EXERCISE INPUT –
>> start

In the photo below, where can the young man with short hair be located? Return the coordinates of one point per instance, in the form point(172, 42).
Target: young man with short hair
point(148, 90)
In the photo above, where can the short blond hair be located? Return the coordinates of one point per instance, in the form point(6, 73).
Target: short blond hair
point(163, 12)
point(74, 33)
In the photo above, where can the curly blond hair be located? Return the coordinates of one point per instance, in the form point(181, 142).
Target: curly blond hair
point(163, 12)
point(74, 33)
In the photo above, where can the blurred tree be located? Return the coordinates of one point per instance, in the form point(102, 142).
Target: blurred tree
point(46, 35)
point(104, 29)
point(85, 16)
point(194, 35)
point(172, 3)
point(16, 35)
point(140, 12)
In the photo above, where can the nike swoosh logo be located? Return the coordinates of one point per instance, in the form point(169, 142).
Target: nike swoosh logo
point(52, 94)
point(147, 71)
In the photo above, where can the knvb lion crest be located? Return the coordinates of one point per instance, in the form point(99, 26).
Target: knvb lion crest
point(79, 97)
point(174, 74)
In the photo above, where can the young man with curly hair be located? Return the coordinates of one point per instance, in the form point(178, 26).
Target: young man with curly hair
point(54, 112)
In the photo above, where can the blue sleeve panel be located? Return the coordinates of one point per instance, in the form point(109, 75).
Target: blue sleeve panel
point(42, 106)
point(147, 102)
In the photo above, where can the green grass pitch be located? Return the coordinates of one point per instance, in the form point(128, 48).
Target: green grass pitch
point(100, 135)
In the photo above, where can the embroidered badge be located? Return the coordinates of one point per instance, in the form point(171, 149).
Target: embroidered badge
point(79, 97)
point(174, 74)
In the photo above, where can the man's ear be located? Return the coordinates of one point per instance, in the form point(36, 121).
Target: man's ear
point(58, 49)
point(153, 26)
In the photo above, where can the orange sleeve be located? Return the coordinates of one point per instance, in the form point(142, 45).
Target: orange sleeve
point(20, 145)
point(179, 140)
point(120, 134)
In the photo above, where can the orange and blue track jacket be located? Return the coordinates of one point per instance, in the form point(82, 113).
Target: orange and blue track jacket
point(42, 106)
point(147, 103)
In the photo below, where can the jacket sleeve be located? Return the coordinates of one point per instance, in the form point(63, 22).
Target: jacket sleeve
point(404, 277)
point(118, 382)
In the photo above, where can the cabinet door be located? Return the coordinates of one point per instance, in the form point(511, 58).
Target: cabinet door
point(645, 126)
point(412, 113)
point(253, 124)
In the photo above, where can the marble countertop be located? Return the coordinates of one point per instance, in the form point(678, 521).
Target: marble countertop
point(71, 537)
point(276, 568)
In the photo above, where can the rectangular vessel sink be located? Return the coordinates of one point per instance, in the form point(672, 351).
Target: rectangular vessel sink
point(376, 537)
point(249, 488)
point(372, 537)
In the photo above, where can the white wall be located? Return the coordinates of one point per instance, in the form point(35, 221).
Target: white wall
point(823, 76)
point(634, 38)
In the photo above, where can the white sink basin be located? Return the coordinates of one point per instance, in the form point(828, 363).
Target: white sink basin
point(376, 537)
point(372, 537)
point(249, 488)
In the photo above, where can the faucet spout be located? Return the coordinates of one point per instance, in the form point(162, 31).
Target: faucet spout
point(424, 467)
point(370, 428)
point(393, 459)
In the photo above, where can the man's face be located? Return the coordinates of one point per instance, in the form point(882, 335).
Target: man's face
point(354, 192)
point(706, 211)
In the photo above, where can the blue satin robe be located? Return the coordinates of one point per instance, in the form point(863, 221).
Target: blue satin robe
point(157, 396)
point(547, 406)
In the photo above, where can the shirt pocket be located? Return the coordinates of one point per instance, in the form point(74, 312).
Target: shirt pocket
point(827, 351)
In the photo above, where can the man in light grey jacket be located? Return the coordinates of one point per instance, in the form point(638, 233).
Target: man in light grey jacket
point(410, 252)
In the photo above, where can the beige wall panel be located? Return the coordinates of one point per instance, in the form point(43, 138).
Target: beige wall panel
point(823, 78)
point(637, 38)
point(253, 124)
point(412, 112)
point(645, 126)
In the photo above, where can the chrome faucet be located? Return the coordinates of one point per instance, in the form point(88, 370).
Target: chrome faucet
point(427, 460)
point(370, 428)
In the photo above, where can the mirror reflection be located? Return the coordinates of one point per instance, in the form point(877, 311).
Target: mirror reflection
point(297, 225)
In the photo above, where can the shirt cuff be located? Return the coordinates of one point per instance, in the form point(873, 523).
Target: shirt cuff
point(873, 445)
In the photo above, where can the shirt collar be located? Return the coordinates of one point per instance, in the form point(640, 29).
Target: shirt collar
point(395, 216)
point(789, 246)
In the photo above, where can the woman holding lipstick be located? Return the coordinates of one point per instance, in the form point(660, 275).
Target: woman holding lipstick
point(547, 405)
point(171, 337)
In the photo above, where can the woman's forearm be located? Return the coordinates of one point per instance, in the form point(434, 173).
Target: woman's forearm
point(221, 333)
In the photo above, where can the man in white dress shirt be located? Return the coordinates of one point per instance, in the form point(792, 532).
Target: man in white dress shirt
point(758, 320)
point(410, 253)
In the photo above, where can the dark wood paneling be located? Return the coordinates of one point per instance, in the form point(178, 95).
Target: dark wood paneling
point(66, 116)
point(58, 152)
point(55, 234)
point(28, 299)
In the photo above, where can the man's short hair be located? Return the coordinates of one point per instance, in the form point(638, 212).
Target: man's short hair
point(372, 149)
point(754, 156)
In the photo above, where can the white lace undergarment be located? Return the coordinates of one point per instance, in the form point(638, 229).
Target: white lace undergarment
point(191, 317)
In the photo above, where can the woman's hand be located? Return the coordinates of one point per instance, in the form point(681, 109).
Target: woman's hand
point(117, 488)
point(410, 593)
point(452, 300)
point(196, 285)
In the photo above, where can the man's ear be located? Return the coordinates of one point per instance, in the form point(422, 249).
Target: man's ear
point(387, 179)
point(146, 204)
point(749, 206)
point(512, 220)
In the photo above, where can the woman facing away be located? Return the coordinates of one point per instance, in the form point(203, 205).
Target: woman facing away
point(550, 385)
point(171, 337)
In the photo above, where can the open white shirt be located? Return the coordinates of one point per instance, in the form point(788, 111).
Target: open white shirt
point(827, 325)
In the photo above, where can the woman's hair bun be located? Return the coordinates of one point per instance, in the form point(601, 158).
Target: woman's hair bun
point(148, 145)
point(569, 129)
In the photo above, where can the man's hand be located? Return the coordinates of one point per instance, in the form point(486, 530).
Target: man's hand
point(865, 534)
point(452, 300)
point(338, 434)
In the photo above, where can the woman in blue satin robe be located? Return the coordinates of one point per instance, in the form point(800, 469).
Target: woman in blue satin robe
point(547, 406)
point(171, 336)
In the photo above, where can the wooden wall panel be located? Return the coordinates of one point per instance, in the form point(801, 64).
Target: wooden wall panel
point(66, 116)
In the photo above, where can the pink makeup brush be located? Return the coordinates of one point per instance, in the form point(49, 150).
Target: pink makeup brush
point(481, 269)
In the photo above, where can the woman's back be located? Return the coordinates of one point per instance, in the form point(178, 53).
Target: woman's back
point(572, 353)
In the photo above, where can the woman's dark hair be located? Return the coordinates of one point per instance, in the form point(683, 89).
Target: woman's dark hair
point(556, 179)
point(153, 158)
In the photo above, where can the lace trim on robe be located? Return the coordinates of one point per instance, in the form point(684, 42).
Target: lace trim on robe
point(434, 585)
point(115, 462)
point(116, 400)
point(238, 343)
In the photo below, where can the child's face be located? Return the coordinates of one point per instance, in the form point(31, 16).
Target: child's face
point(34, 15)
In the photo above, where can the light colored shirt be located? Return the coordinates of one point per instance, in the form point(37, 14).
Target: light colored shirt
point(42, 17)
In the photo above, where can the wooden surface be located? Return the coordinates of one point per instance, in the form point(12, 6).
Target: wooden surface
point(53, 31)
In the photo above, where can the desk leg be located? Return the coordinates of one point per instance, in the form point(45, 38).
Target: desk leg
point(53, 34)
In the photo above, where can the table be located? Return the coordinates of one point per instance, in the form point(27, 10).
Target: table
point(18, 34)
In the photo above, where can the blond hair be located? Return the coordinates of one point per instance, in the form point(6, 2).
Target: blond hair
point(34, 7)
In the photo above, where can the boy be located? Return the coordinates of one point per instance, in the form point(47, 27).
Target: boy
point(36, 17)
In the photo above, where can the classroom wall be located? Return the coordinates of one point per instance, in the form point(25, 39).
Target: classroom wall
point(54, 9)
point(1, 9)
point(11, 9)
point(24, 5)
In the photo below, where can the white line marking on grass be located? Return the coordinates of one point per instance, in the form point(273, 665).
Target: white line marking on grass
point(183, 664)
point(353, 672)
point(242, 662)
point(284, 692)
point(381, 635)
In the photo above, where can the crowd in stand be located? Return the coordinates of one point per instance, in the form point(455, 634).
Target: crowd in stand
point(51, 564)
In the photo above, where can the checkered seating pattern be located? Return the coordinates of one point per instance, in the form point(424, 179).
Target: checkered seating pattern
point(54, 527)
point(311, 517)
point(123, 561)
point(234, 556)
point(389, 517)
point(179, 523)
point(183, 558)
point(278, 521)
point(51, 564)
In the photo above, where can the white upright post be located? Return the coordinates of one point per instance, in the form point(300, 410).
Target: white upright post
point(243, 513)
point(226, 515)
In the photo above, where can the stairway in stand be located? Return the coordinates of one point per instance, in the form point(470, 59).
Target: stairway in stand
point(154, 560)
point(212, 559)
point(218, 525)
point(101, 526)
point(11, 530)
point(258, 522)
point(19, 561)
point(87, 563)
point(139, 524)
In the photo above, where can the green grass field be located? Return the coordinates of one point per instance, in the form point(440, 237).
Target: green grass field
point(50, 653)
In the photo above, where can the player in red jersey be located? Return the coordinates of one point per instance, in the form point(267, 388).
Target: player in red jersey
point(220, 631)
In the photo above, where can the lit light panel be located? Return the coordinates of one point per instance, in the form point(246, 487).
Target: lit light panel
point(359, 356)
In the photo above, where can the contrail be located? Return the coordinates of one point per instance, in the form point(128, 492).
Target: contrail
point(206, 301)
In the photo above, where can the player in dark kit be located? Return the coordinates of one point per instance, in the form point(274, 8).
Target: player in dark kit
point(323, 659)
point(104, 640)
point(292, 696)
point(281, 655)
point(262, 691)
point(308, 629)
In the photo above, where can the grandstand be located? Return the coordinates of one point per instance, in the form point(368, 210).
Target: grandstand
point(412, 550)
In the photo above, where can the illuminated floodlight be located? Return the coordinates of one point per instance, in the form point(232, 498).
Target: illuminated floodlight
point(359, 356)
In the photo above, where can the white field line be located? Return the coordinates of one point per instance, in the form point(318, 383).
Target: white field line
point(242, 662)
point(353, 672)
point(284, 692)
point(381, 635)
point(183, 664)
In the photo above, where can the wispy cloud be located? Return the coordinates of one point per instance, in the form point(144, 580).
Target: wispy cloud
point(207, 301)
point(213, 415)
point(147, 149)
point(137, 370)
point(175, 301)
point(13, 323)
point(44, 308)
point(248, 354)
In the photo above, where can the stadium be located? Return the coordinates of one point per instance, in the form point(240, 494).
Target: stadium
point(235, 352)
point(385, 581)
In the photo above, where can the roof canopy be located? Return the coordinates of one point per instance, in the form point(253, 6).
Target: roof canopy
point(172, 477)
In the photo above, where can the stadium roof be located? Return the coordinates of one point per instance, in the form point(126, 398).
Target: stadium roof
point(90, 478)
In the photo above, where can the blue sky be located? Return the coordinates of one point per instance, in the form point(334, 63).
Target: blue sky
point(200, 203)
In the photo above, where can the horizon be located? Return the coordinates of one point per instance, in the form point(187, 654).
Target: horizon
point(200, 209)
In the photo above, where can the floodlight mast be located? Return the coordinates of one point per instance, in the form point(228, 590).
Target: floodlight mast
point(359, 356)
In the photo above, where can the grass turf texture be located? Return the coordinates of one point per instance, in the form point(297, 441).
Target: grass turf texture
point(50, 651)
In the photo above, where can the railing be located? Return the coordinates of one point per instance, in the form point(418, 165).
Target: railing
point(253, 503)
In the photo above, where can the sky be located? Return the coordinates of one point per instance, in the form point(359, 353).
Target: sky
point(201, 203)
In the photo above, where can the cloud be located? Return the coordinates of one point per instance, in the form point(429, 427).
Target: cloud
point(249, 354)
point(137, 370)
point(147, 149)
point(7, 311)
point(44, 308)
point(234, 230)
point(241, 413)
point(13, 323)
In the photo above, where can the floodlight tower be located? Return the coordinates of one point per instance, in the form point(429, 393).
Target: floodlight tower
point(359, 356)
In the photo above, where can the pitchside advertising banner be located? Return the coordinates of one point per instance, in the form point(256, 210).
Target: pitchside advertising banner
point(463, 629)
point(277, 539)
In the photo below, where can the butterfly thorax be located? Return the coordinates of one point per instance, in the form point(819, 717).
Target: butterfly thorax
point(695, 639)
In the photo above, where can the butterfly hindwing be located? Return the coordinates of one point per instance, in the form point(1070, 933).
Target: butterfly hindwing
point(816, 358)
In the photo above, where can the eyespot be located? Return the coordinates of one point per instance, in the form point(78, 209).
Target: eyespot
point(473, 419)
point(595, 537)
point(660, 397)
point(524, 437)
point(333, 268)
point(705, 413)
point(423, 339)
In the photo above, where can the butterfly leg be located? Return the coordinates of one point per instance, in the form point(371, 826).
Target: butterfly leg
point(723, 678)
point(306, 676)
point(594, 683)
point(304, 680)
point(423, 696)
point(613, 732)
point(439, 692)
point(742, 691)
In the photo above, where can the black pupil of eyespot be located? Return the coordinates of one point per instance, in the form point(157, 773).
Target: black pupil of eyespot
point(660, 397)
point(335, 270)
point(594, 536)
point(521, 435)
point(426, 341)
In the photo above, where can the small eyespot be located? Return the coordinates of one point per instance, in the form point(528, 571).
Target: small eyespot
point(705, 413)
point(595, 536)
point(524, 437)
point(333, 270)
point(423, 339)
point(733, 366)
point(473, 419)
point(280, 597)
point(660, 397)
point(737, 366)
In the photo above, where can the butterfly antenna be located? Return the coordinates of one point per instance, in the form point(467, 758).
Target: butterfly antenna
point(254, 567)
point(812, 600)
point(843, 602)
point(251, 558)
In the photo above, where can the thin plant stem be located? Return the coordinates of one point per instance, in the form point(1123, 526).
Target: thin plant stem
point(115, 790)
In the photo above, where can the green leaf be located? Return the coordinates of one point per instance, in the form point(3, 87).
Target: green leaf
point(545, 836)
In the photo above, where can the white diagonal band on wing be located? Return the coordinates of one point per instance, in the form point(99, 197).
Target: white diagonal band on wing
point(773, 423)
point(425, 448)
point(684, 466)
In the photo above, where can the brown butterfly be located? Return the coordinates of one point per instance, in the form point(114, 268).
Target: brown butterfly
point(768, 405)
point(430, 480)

>> end

TASK DIRECTIONS – Take the lines from the one containing "In the photo above, where can the shirt pocket" through the one containing "point(789, 246)", both included, and rewrite them as a numbered list with any blank lines left out.

THE COMPLETED TASK –
1. In the photo above, where can the shirt pocket be located? Return the coordinates of one point per instance, in the form point(74, 312).
2. Target: shirt pocket
3. point(827, 351)
4. In the photo above, where can the man in light grey jacket be located? Return the coordinates of one point per instance, in the form point(638, 233).
5. Target: man in light grey jacket
6. point(410, 252)
7. In the photo above, where can the beige wall panel be located? Return the coordinates of one point per instance, in the form point(43, 138).
8. Target: beige wall panel
9. point(823, 78)
10. point(637, 38)
11. point(253, 124)
12. point(412, 112)
13. point(645, 126)
14. In the photo above, where can the chrome faucet be located? Return the coordinates of one point per instance, in the form point(88, 370).
15. Target: chrome faucet
16. point(427, 460)
17. point(370, 428)
18. In the photo above, where can the mirror reflection be located? Return the coordinates of one point per instance, in the form point(877, 311).
19. Target: mirror reflection
20. point(297, 225)
21. In the photo above, where can the shirt cuff be located? Return the coordinates of one point per instance, in the form point(873, 523).
22. Target: shirt cuff
23. point(873, 445)
24. In the photo above, where can the shirt collar be located? Return the coordinates of one point per instance, in the form point(640, 29).
25. Target: shirt collar
26. point(395, 216)
27. point(789, 246)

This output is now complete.